WORK REQUIRED>
Write out the data again in full, exactly as it reads.

DATASET RECORDS>
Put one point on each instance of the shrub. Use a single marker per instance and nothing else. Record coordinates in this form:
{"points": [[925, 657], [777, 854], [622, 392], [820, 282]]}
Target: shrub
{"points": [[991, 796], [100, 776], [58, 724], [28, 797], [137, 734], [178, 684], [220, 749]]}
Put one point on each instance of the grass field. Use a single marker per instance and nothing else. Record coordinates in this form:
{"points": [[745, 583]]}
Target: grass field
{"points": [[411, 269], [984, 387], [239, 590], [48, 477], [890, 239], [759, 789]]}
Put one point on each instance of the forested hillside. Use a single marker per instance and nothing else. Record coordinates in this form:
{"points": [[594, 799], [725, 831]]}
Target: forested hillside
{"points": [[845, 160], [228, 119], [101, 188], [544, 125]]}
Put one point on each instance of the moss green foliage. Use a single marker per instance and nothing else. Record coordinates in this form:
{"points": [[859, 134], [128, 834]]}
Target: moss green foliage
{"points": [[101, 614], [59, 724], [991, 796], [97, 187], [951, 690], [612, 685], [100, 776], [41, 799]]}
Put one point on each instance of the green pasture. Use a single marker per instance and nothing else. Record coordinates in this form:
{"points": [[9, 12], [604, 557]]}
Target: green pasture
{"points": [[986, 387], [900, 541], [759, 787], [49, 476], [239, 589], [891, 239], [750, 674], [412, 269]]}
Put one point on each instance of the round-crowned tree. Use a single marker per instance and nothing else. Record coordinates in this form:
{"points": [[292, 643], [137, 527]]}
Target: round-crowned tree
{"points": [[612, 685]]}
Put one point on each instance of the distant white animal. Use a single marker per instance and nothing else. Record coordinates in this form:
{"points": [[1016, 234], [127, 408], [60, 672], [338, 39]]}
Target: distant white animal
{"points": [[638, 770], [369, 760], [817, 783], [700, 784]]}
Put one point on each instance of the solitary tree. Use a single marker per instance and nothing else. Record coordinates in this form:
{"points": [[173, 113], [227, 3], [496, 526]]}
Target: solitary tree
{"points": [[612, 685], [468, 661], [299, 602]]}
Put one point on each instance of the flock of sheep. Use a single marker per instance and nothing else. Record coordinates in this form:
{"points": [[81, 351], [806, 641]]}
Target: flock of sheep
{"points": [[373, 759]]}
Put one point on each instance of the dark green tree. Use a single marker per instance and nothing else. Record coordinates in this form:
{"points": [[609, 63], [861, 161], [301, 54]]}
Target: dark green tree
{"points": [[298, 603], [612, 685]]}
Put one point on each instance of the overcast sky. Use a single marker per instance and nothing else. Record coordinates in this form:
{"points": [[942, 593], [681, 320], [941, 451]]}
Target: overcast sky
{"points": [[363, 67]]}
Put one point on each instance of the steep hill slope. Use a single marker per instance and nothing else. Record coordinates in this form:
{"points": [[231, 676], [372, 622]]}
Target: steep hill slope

FULL ANSWER>
Put one point on each instance of the shrub. Use a single marker per instance and nothing else. Record coordinates in this form:
{"points": [[925, 657], [777, 854], [622, 392], [820, 282]]}
Target: shrub
{"points": [[991, 796], [100, 776], [58, 724], [28, 797], [137, 734], [178, 684], [220, 749]]}
Put one point on each instance of the grass field. Use a single marker per instance and nothing else. Record coordinates in this form:
{"points": [[745, 583]]}
Target: grass field
{"points": [[411, 269], [984, 387], [239, 590], [48, 477], [890, 239], [759, 789]]}
Put one point on each instance of the forested hillside. Use a single marker per instance and nothing else. Record coordinates in this form:
{"points": [[594, 799], [725, 831]]}
Target: forested hillside
{"points": [[845, 160], [228, 119], [101, 188], [544, 125]]}
Put one point on each instance of the moss green foliage. Use a single marker per instance and nothing else. Record coordinates in this form:
{"points": [[859, 134], [128, 834]]}
Target: moss green foliage
{"points": [[101, 614], [59, 724], [991, 796], [97, 187], [951, 690], [612, 685], [100, 776], [41, 799]]}
Put one point on each instance of the green pasture. Use a single marker per instance and nothing else. Record coordinates in this form:
{"points": [[9, 12], [604, 557]]}
Target: green pasture
{"points": [[986, 387], [900, 541], [759, 787], [49, 476], [239, 589], [891, 239], [750, 674], [412, 269]]}
Put one point on each instance of the round-crowned tree. Use a single marker per instance and nothing else. Record coordinates in this form:
{"points": [[292, 643], [137, 527]]}
Target: round-crowned tree
{"points": [[612, 685]]}
Put one point on each instance of the distant white animal. Use a single marker per instance and nothing else. Record coordinates in this form:
{"points": [[1016, 234], [127, 408], [60, 672], [338, 39]]}
Target: distant white animal
{"points": [[638, 770], [369, 760], [817, 783], [700, 784]]}
Put one point on each instance of the solitary tree. Use a single marker per instance and nothing else. Record coordinates in this form:
{"points": [[173, 113], [227, 3], [496, 526]]}
Target: solitary tree
{"points": [[612, 685], [468, 661], [299, 602]]}
Put one point on each instance of the flock of sheep. Use a single marker per instance and nothing else. Record coordinates in this form:
{"points": [[81, 351], [806, 641]]}
Target: flock of sheep
{"points": [[373, 759]]}
Put one point on each instance of the dark green tree. Use a single marker per instance and nothing else. Record coordinates in this form:
{"points": [[609, 63], [861, 161], [301, 54]]}
Target: dark green tree
{"points": [[298, 603], [612, 685]]}
Put one point on each instance of the overcast sky. Use a single marker per instance and nothing else. Record coordinates in this form:
{"points": [[942, 593], [681, 320], [941, 451]]}
Target: overcast sky
{"points": [[363, 67]]}
Put one point on each instance of the steep hill slope. Use a single marker per instance and nothing else. Record coordinates in this form:
{"points": [[231, 676], [372, 622]]}
Target: steep hill slope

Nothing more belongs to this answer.